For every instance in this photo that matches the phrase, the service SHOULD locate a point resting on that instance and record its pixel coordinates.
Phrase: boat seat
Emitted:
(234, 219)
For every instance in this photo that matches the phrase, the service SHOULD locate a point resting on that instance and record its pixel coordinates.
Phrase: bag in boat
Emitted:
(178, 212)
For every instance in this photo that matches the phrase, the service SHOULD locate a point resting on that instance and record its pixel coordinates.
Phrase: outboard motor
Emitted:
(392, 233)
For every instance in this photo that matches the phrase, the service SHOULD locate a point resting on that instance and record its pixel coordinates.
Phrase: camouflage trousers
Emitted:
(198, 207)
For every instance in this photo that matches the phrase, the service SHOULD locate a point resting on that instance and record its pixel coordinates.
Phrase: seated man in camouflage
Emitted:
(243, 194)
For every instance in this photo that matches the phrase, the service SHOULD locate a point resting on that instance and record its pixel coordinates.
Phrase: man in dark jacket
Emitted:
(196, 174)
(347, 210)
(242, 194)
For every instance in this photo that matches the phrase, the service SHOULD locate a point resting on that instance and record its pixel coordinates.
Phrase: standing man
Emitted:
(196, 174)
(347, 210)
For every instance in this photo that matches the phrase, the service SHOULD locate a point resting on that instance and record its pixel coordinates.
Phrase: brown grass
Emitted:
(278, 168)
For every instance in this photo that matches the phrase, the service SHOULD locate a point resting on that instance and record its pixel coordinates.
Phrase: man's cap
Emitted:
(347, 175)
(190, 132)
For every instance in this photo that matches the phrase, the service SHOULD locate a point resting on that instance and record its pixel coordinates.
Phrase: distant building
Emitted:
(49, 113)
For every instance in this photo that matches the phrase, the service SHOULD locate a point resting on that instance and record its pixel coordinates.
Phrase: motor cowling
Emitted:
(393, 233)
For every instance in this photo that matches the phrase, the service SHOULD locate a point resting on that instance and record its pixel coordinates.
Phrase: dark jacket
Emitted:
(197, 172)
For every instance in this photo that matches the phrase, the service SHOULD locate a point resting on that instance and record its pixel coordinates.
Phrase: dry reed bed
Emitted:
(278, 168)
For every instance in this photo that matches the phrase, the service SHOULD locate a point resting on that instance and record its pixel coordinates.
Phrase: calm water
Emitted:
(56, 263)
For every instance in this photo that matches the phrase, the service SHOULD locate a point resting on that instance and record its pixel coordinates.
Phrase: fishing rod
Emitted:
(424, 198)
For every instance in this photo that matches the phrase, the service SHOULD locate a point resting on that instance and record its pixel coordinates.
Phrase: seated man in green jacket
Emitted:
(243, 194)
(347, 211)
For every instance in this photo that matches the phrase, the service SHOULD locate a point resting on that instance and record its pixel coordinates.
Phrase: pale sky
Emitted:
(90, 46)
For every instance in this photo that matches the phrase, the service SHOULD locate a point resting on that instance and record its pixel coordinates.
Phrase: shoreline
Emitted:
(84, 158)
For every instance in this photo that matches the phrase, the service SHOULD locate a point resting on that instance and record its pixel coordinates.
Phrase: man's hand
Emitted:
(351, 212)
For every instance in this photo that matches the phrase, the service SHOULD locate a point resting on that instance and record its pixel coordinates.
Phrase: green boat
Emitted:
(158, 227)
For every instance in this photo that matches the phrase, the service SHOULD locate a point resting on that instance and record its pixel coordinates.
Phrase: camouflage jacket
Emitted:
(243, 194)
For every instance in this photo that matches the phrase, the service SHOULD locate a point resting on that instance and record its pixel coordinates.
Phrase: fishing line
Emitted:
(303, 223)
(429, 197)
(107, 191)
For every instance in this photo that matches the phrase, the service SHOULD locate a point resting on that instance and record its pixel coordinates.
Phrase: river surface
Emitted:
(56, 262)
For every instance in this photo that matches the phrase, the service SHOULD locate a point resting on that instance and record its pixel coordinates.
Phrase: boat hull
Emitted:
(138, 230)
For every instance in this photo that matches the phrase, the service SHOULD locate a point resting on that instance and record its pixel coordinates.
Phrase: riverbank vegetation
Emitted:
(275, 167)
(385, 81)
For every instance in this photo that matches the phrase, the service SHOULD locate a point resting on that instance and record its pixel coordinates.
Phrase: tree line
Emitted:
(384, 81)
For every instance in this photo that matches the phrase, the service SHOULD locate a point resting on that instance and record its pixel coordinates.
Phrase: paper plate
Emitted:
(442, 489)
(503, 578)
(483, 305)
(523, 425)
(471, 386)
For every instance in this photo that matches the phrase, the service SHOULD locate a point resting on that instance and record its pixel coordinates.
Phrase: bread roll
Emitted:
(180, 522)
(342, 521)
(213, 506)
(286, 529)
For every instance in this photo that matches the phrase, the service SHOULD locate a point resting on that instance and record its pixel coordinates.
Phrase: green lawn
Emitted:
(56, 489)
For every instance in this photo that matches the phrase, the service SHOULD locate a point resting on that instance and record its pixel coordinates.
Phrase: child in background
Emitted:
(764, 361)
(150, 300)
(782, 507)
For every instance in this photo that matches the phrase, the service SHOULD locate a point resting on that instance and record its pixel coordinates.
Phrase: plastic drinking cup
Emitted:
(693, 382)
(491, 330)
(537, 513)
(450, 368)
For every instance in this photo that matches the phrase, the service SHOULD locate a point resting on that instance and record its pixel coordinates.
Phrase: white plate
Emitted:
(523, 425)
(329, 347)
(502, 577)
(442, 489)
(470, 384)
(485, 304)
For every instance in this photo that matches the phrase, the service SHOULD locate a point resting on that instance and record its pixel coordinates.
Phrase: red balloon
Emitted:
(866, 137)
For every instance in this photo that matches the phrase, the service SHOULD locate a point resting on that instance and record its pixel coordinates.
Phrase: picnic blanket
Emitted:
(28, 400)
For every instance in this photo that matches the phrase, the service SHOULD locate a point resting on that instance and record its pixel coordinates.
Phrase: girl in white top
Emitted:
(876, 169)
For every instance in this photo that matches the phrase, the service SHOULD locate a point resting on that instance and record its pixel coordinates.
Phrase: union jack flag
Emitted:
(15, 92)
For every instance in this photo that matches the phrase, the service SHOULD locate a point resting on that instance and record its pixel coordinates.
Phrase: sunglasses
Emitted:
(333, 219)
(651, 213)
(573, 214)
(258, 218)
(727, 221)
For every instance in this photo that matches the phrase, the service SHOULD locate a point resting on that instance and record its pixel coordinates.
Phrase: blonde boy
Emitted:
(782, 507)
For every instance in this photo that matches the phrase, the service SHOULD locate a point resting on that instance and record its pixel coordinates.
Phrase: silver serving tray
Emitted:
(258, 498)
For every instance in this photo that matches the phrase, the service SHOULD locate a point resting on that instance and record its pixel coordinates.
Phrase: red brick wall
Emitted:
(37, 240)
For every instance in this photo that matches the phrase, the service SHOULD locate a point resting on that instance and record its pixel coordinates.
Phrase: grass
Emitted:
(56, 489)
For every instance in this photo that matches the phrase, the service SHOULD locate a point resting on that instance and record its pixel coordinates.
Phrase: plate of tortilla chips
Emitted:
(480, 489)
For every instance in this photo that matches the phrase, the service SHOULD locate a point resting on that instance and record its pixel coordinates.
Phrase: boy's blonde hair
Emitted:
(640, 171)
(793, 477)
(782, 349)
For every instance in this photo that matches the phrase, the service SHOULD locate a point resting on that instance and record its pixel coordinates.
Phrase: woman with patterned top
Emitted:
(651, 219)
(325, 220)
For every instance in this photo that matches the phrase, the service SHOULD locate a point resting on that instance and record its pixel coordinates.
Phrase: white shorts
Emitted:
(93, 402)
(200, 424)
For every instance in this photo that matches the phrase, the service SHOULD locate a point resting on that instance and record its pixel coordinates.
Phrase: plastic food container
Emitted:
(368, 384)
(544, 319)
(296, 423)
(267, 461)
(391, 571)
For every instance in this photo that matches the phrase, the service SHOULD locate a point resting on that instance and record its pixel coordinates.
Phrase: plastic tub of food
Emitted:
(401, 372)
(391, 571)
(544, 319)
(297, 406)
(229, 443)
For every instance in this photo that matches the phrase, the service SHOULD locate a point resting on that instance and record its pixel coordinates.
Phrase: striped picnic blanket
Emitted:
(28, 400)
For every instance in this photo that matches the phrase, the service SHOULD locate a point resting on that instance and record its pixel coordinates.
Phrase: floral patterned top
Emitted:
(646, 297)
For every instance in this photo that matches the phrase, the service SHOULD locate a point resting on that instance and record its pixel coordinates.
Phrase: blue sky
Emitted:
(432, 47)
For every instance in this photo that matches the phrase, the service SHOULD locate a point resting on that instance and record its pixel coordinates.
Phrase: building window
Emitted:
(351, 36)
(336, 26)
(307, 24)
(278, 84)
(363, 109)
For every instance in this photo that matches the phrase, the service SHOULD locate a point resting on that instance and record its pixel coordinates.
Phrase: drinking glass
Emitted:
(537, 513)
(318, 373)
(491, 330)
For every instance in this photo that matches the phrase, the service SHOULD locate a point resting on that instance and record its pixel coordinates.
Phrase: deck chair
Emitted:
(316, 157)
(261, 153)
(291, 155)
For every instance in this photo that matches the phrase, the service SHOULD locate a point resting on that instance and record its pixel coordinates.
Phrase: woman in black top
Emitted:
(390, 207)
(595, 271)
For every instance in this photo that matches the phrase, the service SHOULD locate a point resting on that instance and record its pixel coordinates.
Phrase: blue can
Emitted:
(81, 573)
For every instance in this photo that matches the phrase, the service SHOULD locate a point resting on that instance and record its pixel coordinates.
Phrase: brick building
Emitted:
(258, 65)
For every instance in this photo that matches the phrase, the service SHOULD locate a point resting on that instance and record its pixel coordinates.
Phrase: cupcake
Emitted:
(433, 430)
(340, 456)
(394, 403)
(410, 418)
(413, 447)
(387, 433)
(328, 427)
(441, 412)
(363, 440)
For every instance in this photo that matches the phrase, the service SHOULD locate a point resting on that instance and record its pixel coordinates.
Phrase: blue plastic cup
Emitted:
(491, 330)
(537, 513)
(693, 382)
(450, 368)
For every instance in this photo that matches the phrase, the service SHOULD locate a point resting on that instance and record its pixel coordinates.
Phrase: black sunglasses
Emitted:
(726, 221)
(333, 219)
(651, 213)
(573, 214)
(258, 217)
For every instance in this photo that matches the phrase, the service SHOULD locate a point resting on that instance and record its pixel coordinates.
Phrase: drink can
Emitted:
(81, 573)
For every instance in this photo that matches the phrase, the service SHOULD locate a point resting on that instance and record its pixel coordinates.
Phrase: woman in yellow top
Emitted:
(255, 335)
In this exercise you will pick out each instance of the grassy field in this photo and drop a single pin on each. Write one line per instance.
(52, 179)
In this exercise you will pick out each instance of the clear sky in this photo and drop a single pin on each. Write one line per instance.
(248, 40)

-*-*-

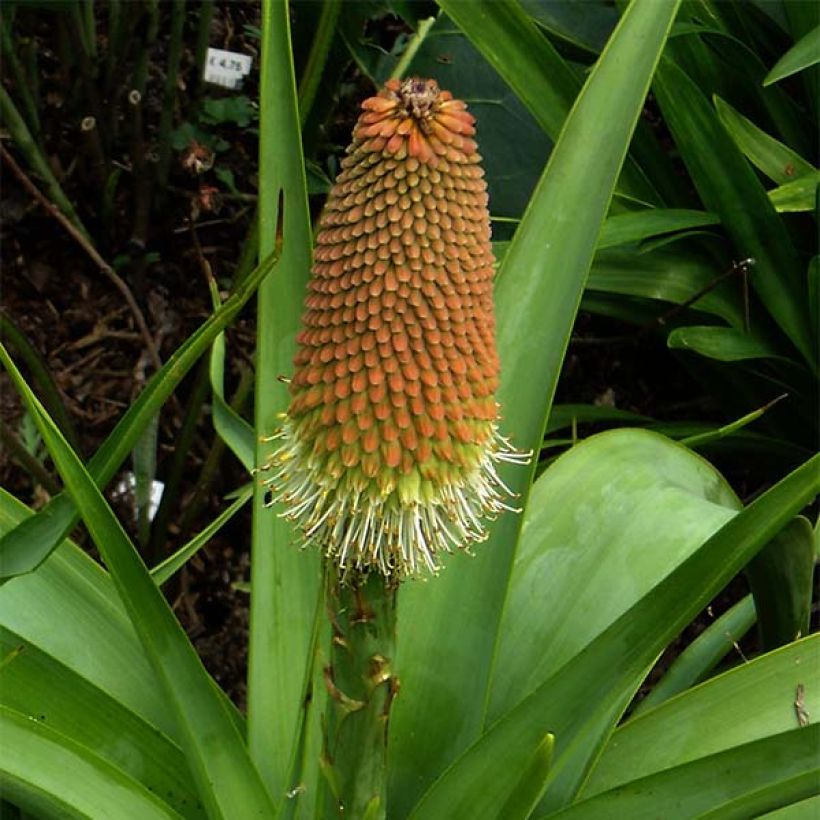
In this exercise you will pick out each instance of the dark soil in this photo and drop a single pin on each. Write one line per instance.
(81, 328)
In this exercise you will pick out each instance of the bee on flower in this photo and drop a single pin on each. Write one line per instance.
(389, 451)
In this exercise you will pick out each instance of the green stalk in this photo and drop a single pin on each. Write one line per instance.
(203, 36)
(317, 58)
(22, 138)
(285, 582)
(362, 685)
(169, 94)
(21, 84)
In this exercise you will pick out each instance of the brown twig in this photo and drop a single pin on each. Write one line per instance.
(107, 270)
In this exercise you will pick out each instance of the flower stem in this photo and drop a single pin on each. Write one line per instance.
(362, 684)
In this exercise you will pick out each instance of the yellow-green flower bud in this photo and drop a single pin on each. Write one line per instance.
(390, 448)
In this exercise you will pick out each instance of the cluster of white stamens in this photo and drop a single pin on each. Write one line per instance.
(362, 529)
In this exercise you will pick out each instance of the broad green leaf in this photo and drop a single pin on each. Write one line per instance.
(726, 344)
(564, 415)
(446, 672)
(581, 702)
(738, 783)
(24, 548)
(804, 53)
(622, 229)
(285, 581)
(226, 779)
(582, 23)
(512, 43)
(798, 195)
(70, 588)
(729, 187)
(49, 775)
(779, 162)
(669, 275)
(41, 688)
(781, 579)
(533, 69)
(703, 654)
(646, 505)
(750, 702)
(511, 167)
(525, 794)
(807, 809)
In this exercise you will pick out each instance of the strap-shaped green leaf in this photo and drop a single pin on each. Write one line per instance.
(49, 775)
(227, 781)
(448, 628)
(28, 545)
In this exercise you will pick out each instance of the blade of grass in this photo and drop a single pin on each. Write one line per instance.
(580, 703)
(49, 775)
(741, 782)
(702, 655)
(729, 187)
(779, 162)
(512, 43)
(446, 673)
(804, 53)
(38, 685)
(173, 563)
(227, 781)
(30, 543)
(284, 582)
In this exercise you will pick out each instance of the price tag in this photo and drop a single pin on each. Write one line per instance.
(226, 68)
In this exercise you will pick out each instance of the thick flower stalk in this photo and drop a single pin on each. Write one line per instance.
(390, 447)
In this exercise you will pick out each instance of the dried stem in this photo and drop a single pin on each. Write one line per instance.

-*-*-

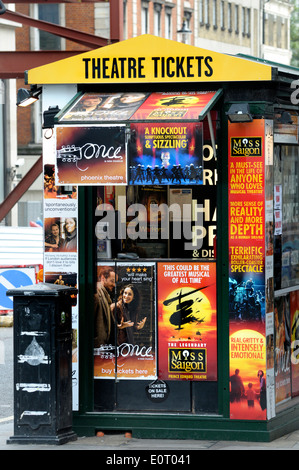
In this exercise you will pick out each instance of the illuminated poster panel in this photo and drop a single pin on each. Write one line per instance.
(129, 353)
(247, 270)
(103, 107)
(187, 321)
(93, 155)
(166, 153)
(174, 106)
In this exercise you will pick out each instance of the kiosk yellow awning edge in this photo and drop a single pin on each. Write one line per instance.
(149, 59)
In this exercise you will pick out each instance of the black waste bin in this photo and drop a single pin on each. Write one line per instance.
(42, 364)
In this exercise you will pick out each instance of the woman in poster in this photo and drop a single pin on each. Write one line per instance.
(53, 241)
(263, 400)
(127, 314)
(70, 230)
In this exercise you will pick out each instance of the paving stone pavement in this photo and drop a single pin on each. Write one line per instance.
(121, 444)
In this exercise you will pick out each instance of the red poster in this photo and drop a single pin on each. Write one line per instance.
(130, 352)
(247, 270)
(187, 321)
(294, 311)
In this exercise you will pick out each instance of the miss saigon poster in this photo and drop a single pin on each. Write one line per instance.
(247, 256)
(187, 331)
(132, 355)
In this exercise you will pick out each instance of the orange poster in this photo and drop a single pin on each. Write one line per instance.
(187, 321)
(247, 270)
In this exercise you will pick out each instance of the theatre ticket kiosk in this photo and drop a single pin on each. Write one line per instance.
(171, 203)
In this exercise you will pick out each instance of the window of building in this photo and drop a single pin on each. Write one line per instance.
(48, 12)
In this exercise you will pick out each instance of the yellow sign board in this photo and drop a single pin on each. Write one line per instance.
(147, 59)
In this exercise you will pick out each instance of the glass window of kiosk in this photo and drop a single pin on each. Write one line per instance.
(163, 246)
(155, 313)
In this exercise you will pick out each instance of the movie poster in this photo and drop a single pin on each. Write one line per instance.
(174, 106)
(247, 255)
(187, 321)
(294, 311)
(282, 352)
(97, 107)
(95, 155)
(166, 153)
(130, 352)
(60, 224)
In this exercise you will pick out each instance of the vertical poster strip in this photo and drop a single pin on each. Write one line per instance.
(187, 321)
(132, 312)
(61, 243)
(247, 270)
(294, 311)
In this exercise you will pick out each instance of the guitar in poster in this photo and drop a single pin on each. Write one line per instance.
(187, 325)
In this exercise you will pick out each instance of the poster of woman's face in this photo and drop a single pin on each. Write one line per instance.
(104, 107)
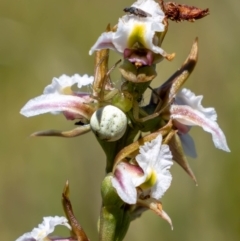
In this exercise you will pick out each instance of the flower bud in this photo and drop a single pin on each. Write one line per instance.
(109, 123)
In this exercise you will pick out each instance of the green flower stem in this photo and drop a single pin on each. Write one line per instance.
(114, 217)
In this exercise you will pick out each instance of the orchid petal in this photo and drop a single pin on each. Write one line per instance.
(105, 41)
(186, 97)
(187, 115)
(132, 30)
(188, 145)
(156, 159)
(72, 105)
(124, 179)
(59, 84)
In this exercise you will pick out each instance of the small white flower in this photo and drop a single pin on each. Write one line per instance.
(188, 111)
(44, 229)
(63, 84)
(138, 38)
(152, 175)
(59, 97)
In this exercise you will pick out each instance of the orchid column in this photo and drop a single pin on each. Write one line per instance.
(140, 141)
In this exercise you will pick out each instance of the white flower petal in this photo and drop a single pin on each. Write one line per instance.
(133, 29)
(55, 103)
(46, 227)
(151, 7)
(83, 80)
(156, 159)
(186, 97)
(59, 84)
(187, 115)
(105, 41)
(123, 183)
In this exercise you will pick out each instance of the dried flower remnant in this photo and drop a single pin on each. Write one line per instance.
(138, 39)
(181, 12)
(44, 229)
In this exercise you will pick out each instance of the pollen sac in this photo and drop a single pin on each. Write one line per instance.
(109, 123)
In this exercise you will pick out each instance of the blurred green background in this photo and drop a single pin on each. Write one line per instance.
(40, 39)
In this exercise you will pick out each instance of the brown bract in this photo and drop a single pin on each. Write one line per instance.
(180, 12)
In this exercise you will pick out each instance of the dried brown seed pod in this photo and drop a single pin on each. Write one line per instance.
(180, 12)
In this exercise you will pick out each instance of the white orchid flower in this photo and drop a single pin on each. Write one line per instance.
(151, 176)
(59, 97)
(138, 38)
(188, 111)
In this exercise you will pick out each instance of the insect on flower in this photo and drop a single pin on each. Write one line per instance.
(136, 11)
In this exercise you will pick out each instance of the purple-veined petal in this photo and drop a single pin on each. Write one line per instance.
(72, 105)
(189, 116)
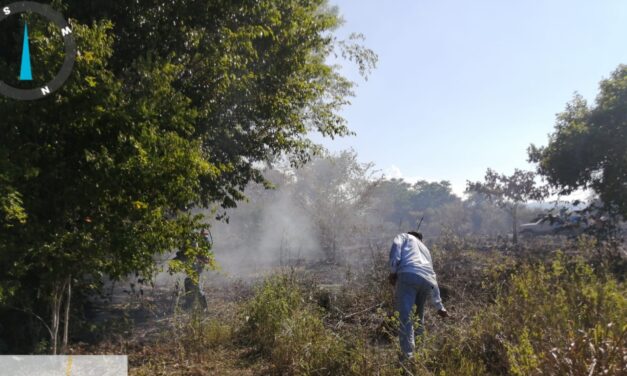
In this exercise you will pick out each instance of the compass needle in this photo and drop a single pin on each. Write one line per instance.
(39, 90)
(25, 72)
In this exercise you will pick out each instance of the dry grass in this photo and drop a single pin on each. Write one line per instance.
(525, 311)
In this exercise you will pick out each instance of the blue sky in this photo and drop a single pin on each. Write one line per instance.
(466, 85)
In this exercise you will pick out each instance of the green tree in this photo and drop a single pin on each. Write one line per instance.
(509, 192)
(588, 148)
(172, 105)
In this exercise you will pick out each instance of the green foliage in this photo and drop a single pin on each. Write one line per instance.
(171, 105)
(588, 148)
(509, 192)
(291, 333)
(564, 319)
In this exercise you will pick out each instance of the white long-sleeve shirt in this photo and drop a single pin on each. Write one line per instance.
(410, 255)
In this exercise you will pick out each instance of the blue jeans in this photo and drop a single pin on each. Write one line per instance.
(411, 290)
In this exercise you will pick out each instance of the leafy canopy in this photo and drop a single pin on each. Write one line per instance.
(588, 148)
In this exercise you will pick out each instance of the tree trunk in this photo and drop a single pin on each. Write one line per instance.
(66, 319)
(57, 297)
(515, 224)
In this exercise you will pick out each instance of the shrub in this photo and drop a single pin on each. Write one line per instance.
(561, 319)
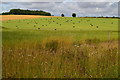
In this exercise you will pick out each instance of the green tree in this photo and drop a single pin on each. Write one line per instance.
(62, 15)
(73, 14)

-*-*-

Problem statement:
State how many lines in the data above contain the string "plastic", with case counting, and give only the number.

Response for this exercise:
4